Extrait de page >>
-------

Tout dépend de ce que l’on entend par sobriété. L’énergie la moins chère c’est l’énergie que l’on ne consomme pas, cela est certain. Mais est-il question de réduire nos possibilités, nos moyens, la qualité de la vie ? Non. Reprenons l’exemple de la rénovation des bâtiments. La “vague de rénovation” devrait durer au moins jusqu’en 2030. On parle de 45 millions de logements. Si l’on y améliore le renouvellement de l’air, si l’on y installe du double vitrage, si l’on opte pour des chaudières au rendement meilleur, cela va assurément produire de la sobriété énergétique, mais certainement pas un amoindrissement de la qualité de vie, au contraire !
En mettant les moyens dans la recherche, l’innovation, la mise en œuvre de solutions durables, il n’y a pas besoin de dégrader la qualité de vie des citoyens. Je pense même que cela peut conduire à l’améliorer !
La recherche et le développement de nouvelles sources d’énergie peuvent-elles également jouer un rôle pour limiter notre dépendance et les émissions de gaz à effets de serre ?

-------

Problème posé A >>
Recopiez tel quel le passage des enregistrements qui va de la ligne contenant "shirt? Tag one per instance." jusqu'à la fin des enregistrements.

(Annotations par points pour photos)

-------

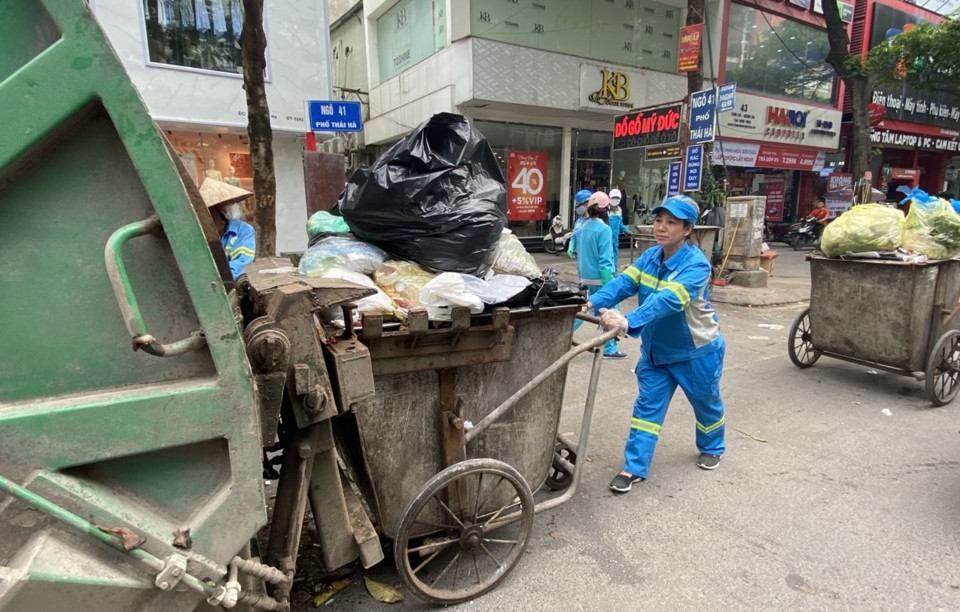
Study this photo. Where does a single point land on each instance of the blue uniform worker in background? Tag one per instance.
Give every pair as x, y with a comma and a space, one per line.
580, 210
238, 238
680, 335
595, 264
617, 226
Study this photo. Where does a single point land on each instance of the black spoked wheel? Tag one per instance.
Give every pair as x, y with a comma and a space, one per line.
560, 475
464, 531
943, 369
800, 342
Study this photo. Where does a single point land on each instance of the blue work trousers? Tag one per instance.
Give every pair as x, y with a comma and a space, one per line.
700, 380
610, 346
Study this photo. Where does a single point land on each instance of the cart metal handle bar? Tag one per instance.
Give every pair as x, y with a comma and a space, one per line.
123, 291
564, 359
584, 425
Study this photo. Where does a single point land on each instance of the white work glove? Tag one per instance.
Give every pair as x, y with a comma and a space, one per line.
613, 319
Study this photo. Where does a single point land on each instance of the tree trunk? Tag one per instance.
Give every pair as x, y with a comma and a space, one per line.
253, 44
851, 70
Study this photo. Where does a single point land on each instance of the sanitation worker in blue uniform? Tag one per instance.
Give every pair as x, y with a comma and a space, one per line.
237, 237
580, 210
595, 264
680, 336
617, 226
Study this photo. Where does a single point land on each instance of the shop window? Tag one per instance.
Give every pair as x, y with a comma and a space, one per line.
197, 34
400, 34
531, 172
776, 56
640, 33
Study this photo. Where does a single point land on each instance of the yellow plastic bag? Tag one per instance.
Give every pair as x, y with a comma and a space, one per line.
402, 281
867, 227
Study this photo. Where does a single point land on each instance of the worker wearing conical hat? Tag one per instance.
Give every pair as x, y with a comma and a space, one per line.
237, 237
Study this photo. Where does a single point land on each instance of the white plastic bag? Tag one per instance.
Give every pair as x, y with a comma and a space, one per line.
451, 289
512, 258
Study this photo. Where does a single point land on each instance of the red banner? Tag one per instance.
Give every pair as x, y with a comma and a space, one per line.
526, 185
775, 193
688, 57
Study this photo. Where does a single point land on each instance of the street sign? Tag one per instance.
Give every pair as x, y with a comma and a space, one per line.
673, 179
726, 97
703, 115
693, 167
334, 116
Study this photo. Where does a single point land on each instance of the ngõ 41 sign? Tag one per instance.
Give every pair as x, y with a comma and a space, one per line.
526, 185
648, 127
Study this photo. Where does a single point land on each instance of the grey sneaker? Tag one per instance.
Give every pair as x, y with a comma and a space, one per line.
622, 483
708, 462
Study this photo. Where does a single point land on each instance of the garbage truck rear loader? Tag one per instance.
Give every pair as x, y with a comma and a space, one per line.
132, 423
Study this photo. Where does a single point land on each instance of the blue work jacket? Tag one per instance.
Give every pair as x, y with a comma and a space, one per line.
594, 253
239, 242
674, 320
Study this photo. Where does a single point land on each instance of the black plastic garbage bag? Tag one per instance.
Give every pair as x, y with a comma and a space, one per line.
437, 198
549, 290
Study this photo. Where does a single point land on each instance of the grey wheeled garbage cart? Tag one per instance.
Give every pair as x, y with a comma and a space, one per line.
462, 431
892, 315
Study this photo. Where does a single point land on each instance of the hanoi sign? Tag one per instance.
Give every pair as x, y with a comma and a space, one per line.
334, 116
647, 127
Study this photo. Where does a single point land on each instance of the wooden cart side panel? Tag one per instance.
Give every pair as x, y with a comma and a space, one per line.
873, 311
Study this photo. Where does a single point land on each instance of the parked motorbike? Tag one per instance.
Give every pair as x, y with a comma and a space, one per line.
556, 240
803, 234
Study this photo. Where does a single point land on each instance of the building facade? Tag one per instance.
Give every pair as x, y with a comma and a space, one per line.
542, 81
184, 58
919, 131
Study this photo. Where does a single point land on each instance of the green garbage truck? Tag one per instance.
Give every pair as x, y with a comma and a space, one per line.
134, 412
144, 393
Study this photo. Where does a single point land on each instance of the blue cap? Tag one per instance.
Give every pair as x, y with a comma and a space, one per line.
681, 207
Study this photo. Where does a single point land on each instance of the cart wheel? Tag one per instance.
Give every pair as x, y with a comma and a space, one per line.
479, 515
943, 369
559, 477
800, 342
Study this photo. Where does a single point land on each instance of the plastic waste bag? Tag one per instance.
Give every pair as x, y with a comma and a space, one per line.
437, 197
932, 228
512, 258
322, 222
402, 281
549, 290
866, 227
341, 252
451, 289
379, 302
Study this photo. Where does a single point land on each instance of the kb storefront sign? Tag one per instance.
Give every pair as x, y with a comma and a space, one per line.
648, 127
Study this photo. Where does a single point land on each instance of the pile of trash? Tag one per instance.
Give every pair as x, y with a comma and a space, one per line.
425, 228
930, 230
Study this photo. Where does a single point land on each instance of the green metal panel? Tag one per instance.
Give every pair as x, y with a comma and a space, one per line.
117, 437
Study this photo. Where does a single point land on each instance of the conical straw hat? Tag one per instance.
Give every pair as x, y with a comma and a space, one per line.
217, 192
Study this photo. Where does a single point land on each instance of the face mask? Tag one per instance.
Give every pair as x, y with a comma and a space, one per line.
233, 211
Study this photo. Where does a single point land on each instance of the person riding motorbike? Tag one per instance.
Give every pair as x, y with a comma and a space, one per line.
821, 214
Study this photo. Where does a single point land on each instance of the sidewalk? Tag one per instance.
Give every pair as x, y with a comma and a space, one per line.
790, 283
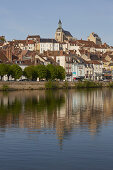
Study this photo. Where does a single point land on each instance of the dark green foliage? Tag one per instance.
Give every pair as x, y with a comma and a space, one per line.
16, 71
66, 85
88, 84
30, 73
110, 84
51, 85
60, 73
5, 87
3, 70
8, 70
51, 72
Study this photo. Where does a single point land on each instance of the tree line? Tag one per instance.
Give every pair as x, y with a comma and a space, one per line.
49, 72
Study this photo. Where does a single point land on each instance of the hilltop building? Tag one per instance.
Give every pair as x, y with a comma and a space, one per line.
95, 38
61, 35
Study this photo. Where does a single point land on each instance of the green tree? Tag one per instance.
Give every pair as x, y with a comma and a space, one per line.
16, 71
8, 70
41, 71
3, 70
51, 72
60, 72
30, 73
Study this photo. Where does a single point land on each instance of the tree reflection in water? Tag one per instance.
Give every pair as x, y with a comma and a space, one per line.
58, 112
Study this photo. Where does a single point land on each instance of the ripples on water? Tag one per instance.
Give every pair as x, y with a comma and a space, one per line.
56, 130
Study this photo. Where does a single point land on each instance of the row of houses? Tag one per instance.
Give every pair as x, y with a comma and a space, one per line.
89, 59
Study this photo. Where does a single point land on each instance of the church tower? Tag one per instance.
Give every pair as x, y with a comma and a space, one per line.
59, 32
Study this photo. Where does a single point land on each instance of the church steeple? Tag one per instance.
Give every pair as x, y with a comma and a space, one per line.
59, 24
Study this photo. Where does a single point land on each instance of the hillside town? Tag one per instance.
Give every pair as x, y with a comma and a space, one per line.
82, 59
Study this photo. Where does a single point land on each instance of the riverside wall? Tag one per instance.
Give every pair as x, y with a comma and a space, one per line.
30, 85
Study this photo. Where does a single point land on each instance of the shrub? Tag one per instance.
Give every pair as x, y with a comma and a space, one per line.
5, 87
51, 85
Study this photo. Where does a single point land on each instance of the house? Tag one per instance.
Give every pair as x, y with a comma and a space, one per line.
48, 44
78, 70
95, 38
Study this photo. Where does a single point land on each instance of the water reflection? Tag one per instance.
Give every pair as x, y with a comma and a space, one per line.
56, 112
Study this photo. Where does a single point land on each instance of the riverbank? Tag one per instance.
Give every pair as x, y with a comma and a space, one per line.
8, 86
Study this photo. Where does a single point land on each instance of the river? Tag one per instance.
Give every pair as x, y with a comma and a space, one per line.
56, 130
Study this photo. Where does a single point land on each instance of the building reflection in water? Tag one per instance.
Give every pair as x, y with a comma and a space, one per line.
56, 112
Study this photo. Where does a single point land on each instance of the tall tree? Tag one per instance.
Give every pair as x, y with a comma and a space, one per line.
51, 72
41, 71
3, 70
30, 73
16, 71
60, 72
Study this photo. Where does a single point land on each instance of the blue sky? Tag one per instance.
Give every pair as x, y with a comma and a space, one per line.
18, 18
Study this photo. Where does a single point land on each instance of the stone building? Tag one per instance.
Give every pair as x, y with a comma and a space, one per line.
61, 35
95, 38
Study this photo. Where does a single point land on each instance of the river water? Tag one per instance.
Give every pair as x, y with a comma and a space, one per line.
56, 130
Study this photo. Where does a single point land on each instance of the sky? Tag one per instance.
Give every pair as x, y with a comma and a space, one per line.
19, 18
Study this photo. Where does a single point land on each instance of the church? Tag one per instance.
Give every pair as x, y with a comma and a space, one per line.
61, 35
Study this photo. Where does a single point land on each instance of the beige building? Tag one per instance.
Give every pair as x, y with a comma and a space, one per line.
95, 38
61, 35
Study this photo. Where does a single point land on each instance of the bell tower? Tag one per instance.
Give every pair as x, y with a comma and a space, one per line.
59, 32
60, 24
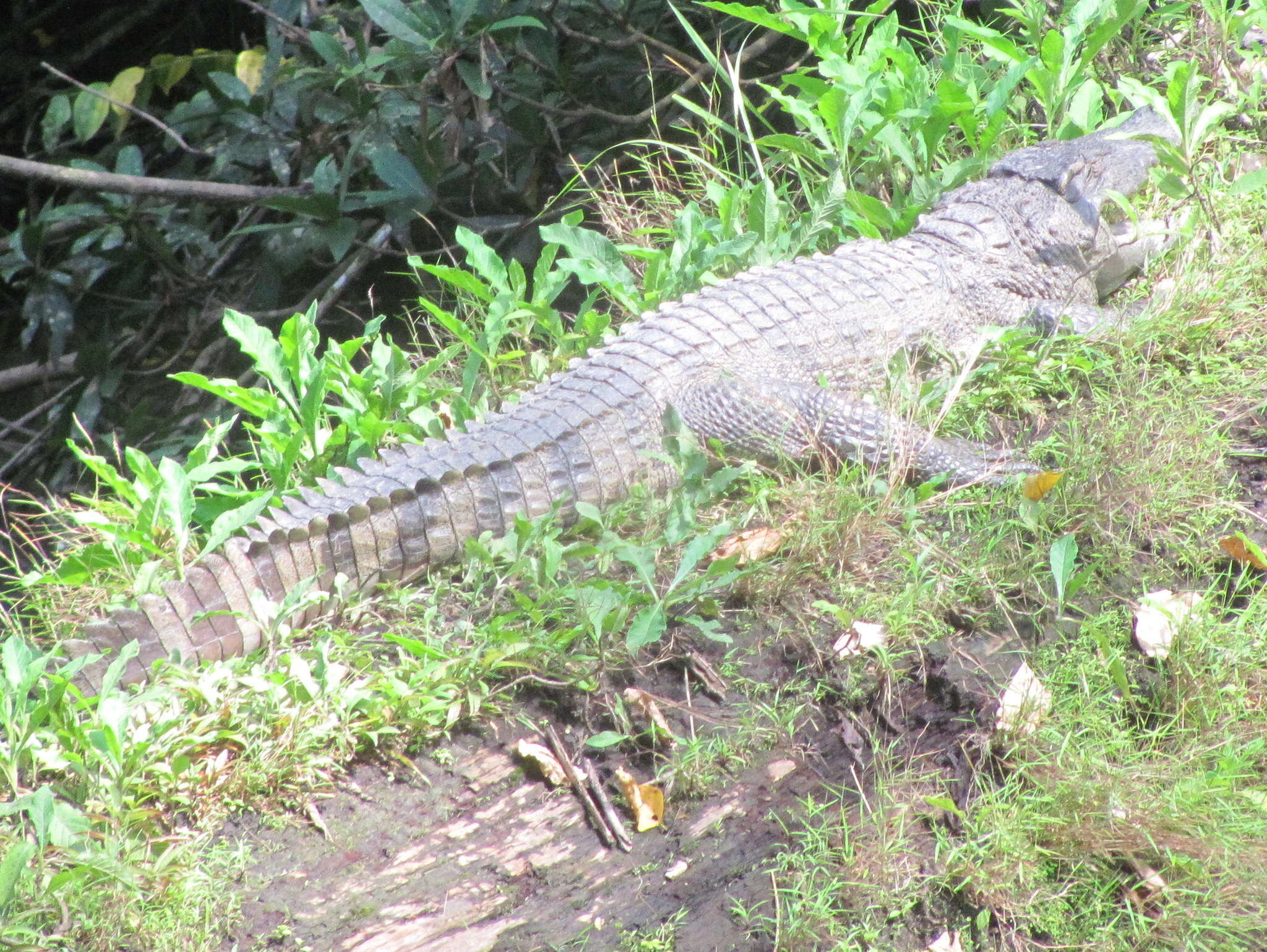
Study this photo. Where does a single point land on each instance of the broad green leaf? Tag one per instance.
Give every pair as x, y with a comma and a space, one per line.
123, 88
40, 809
474, 79
169, 70
250, 69
758, 15
1250, 182
457, 277
398, 173
1063, 557
257, 402
89, 112
12, 868
329, 48
262, 348
648, 627
56, 118
516, 22
400, 20
606, 738
176, 497
481, 256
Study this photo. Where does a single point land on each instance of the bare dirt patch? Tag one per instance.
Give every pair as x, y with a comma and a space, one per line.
482, 855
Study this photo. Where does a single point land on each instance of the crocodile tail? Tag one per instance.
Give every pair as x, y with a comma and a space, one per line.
388, 520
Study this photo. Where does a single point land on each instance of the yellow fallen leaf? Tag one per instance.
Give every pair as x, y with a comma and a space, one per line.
1039, 484
544, 758
1158, 616
945, 942
1024, 703
778, 770
1242, 548
316, 819
645, 800
752, 546
862, 637
645, 703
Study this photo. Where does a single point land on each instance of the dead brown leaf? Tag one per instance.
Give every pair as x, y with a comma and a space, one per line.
1158, 618
947, 942
750, 546
645, 800
1243, 549
1039, 484
544, 760
646, 704
862, 637
1024, 703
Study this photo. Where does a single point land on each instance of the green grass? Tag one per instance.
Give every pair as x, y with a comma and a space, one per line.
103, 839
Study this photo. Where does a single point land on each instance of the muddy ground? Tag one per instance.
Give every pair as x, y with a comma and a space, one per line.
471, 851
484, 855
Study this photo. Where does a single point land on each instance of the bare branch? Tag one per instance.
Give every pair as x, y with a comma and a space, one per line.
132, 109
288, 30
142, 186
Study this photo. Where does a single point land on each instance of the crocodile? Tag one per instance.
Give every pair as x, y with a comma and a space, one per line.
775, 362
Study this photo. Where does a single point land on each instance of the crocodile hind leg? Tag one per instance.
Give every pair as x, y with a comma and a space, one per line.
771, 418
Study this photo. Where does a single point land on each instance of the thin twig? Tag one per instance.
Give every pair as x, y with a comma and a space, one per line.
291, 31
578, 786
604, 803
131, 108
141, 184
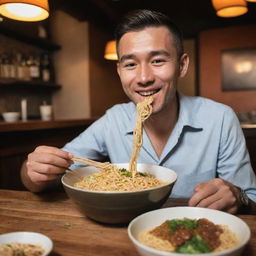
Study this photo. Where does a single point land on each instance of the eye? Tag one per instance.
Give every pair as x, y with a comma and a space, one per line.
129, 65
158, 62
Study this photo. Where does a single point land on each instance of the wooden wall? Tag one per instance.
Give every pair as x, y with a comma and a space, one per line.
105, 86
211, 42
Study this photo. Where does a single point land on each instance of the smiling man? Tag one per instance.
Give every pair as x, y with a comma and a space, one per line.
198, 138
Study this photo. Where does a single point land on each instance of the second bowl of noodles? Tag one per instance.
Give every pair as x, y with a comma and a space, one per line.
123, 202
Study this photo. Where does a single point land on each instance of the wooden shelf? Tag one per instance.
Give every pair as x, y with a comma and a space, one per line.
44, 44
31, 85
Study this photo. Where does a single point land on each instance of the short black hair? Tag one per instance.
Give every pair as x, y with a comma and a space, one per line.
139, 19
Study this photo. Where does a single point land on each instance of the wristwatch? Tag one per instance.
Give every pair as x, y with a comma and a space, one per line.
243, 198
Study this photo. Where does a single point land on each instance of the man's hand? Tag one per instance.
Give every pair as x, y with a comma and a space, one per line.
216, 194
44, 164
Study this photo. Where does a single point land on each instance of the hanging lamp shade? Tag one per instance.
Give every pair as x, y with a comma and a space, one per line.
25, 10
110, 51
230, 8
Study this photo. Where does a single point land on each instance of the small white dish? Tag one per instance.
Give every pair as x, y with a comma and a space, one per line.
154, 218
11, 116
28, 238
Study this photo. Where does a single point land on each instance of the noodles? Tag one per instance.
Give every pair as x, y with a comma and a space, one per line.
110, 178
18, 249
118, 180
204, 237
144, 110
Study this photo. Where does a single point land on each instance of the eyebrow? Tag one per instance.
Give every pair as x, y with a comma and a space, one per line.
151, 54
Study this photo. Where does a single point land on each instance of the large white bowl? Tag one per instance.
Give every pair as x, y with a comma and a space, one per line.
119, 207
28, 238
152, 219
11, 116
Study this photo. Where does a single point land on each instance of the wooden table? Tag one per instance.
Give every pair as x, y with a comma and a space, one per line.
54, 215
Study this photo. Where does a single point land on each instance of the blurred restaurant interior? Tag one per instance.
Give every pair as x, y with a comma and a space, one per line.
59, 62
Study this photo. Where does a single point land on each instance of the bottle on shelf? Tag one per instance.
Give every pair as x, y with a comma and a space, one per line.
5, 66
33, 66
45, 68
25, 67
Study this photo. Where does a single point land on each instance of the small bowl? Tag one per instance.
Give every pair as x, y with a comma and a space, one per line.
11, 116
115, 207
155, 218
28, 238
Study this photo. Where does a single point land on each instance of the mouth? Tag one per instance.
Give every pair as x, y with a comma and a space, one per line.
148, 93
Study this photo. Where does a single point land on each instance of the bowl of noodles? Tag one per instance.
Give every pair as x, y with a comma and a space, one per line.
117, 197
178, 231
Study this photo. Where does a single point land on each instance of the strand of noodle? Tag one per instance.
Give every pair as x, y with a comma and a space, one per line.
144, 110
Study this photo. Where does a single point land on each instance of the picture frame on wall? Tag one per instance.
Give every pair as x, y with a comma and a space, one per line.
238, 69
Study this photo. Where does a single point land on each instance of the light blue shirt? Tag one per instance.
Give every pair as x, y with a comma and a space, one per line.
207, 142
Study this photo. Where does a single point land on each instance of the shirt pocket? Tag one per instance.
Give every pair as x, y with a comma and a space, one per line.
186, 182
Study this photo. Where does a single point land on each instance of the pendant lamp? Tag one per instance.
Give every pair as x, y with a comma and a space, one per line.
230, 8
25, 10
110, 51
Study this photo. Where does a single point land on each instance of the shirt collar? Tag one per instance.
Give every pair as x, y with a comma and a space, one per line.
187, 114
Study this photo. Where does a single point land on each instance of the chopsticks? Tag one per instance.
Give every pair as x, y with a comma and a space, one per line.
103, 166
75, 174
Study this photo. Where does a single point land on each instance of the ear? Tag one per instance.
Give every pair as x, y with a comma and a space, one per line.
184, 62
118, 68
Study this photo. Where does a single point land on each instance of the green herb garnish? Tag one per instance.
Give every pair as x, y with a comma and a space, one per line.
193, 246
124, 172
186, 223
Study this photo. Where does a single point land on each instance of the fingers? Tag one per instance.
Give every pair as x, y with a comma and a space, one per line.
47, 163
47, 158
55, 151
215, 194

-------

Problème posé B >>
D'après l'extrait sur la sobriété énergétique, combien de logements sont concernés par la vague de rénovation ?

Réponse écrite A >>
Study this photo. Where does a single point land on each instance of the light blue shirt? Tag one per instance.
Give every pair as x, y with a comma and a space, one per line.
207, 142
Study this photo. Where does a single point land on each instance of the shirt pocket? Tag one per instance.
Give every pair as x, y with a comma and a space, one per line.
186, 182
Study this photo. Where does a single point land on each instance of the pendant lamp? Tag one per instance.
Give every pair as x, y with a comma and a space, one per line.
230, 8
25, 10
110, 51
Study this photo. Where does a single point land on each instance of the shirt collar? Tag one per instance.
Give every pair as x, y with a comma and a space, one per line.
187, 114
Study this photo. Where does a single point land on each instance of the chopsticks? Tag one per instance.
Give every pair as x, y with a comma and a space, one per line.
103, 166
75, 174
Study this photo. Where does a single point land on each instance of the ear? Tag one per instance.
Give every pair as x, y with a comma and a space, one per line.
184, 62
118, 68
Study this photo. Where does a single point land on each instance of the green herb garnish? Tag one per instance.
Give every pair as x, y with a comma and a space, one per line.
193, 246
124, 172
186, 223
Study this photo. Where does a single point land on each instance of the fingers? Tag one per instance.
Give every pair as x, y with a comma and a space, one per line.
47, 163
47, 158
55, 151
215, 194

Réponse écrite B >>
45 millions de logements.